First relax, and enjoy the special time you will be having with your newborn. I will guide you through the process and try and make it as "painless" as possible. Most bris ceremonies take place in either a synagogue, a home, or catering hall. A home bris is very intimate usually including close friends and family. It tends to be less stressful for the new mother as there are no logistics for getting to the bris on time, resting before and/or after or having to worry about forgetting something at home. For details regarding the ceremony click here. For details regarding recuperation from the bris please see the next question and answer.
How long does it take for the baby to recuperate?
The baby should not experience any significant pain once the circumcision is complete. The bandage does cause a small degree of discomfort to some babies and this is alleviated the day following the bris with the removal of the bandage. The area around the circumcision will be swollen and will subside over a period of several weeks. During this time there is no discomfort or bleeding. Babies spring back very quickly and are back to their normal routine either immediately after the bris or within a day after the bris.

ASSIGNED TASK 1: List the places named in the bris passage where most bris ceremonies take place.
ASSIGNED TASK 2: Duplicate, word for word, the section of the bris passage that opens with the words containing "First relax, and" and closes with "question and answer.".

PROVIDED RECORDS:
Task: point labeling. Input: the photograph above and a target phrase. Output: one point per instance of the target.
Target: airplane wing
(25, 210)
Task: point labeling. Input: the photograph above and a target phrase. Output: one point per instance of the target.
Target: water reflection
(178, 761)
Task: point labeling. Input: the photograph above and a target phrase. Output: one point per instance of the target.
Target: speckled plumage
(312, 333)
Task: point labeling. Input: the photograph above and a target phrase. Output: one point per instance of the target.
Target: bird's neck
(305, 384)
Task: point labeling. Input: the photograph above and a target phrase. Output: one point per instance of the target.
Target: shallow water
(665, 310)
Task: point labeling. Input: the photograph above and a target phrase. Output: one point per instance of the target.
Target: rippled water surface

PROBLEM SOLUTION 1: a synagogue, a home, a catering hall

PROBLEM SOLUTION 2:
First relax, and enjoy the special time you will be having with your newborn. I will guide you through the process and try and make it as "painless" as possible. Most bris ceremonies take place in either a synagogue, a home, or catering hall. A home bris is very intimate usually including close friends and family. It tends to be less stressful for the new mother as there are no logistics for getting to the bris on time, resting before and/or after or having to worry about forgetting something at home. For details regarding the ceremony click here. For details regarding recuperation from the bris please see the next question and answer.